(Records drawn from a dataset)
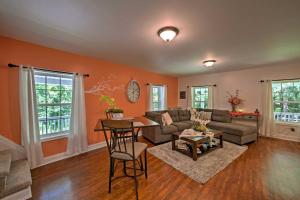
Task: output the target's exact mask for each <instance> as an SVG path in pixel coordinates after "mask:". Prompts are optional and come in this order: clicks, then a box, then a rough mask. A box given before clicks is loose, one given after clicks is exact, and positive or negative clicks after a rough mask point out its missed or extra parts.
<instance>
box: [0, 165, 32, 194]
mask: <svg viewBox="0 0 300 200" xmlns="http://www.w3.org/2000/svg"><path fill="white" fill-rule="evenodd" d="M31 184H32V180H31V173H30V168H29V165H28V162H27V160H17V161H14V162H12V164H11V167H10V172H9V175H8V176H7V181H6V187H5V189H4V191H3V192H1V193H0V198H2V197H5V196H8V195H10V194H13V193H16V192H18V191H20V190H23V189H26V188H28V187H29V186H31Z"/></svg>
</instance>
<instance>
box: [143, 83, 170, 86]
mask: <svg viewBox="0 0 300 200" xmlns="http://www.w3.org/2000/svg"><path fill="white" fill-rule="evenodd" d="M146 85H154V86H168V85H167V84H165V85H164V84H154V83H146Z"/></svg>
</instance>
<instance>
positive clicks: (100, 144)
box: [88, 141, 106, 151]
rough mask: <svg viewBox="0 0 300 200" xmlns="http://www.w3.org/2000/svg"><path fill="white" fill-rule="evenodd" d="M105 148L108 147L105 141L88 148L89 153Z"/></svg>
mask: <svg viewBox="0 0 300 200" xmlns="http://www.w3.org/2000/svg"><path fill="white" fill-rule="evenodd" d="M103 147H106V142H105V141H104V142H99V143H96V144H91V145H89V146H88V151H93V150H96V149H100V148H103Z"/></svg>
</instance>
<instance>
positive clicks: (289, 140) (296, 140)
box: [259, 135, 300, 142]
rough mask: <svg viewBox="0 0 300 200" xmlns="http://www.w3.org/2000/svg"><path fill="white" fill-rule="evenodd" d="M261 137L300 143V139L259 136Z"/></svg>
mask: <svg viewBox="0 0 300 200" xmlns="http://www.w3.org/2000/svg"><path fill="white" fill-rule="evenodd" d="M259 136H260V137H266V138H275V139H280V140H287V141H292V142H300V138H299V139H291V138H284V137H280V136H272V137H271V136H264V135H259Z"/></svg>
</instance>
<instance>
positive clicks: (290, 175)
mask: <svg viewBox="0 0 300 200" xmlns="http://www.w3.org/2000/svg"><path fill="white" fill-rule="evenodd" d="M140 141H145V140H144V139H143V138H141V139H140ZM147 143H148V144H149V146H152V144H150V143H149V142H147ZM118 173H121V165H120V166H119V167H118ZM32 177H33V185H32V195H33V198H32V199H51V200H52V199H55V200H61V199H126V200H127V199H135V193H134V182H133V179H131V178H120V179H117V180H115V181H114V182H113V184H112V193H111V194H108V192H107V191H108V156H107V150H106V148H102V149H99V150H95V151H92V152H89V153H86V154H82V155H79V156H76V157H73V158H69V159H67V160H63V161H59V162H56V163H52V164H49V165H47V166H43V167H40V168H37V169H35V170H33V171H32ZM139 197H140V199H143V200H144V199H145V200H146V199H147V200H148V199H149V200H150V199H151V200H152V199H158V200H160V199H184V200H189V199H205V200H209V199H214V200H218V199H222V200H223V199H228V200H234V199H239V200H244V199H259V200H261V199H300V143H297V142H289V141H284V140H277V139H269V138H261V139H260V140H259V141H258V142H256V143H252V144H249V149H248V150H247V151H246V152H245V153H244V154H243V155H242V156H240V157H239V158H238V159H236V160H235V161H234V162H233V163H231V164H230V165H229V166H228V167H227V168H225V169H224V170H223V171H221V172H220V173H219V174H217V175H216V176H215V177H213V178H212V179H211V180H210V181H208V182H207V183H206V184H205V185H201V184H199V183H197V182H195V181H193V180H192V179H190V178H189V177H187V176H186V175H184V174H182V173H180V172H179V171H177V170H176V169H174V168H172V167H170V166H169V165H167V164H166V163H165V162H163V161H160V160H159V159H157V158H156V157H154V156H152V155H151V154H149V153H148V179H145V177H144V176H140V177H139Z"/></svg>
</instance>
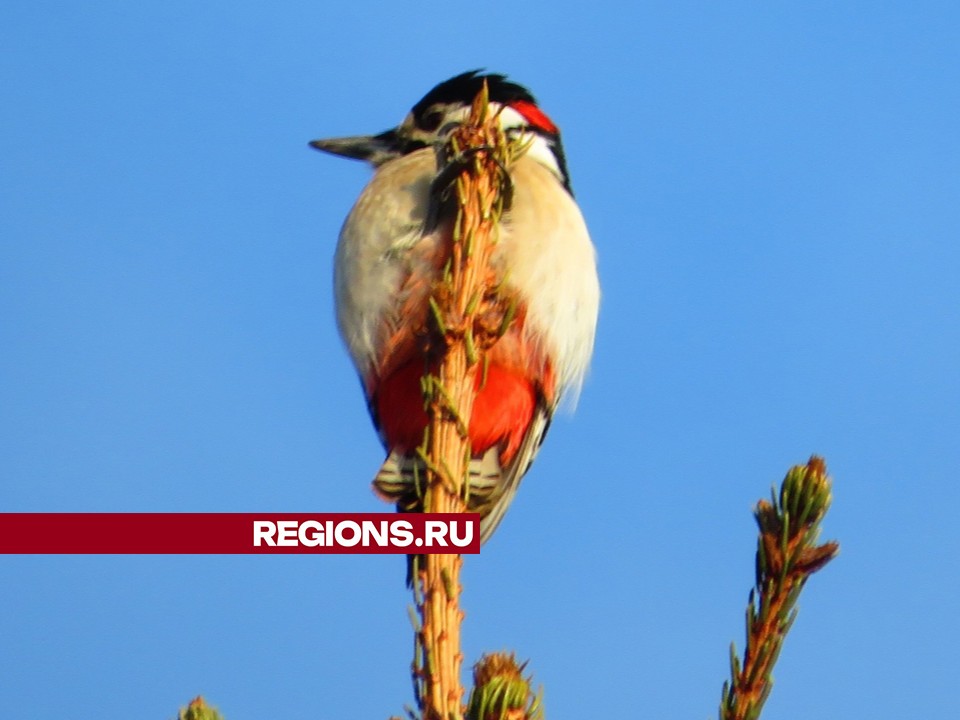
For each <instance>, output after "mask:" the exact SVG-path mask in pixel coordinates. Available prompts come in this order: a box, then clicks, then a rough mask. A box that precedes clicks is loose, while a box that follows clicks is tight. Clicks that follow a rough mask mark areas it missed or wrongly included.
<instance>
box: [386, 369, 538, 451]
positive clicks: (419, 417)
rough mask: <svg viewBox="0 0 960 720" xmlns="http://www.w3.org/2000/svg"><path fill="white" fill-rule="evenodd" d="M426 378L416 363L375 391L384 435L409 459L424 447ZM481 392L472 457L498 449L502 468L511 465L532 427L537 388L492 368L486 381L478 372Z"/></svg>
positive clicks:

**WHAT THE EXERCISE ASKS:** Among the lines above, return each one holding the string "after".

**EXERCISE RESULT:**
Task: output the target's exact mask for each <instance> as an SVG path in pixel coordinates after "mask:". Prompts are optional and come in this order: clicks, then a box, then a rough mask. A box given before clicks is loose, one given after clicks is exact, and positive or negative clicks after a rough mask point out its missed or extra parts.
For each <instance>, output after "mask:" the exact SVG-path mask in pixel coordinates. Available prompts come in this order: a box, then clicks, then a rough mask. A box that precedes clicks is loose, while a box that follows clicks is tight. Clicks that follow a rough mask mark areas it missed or wrongly included.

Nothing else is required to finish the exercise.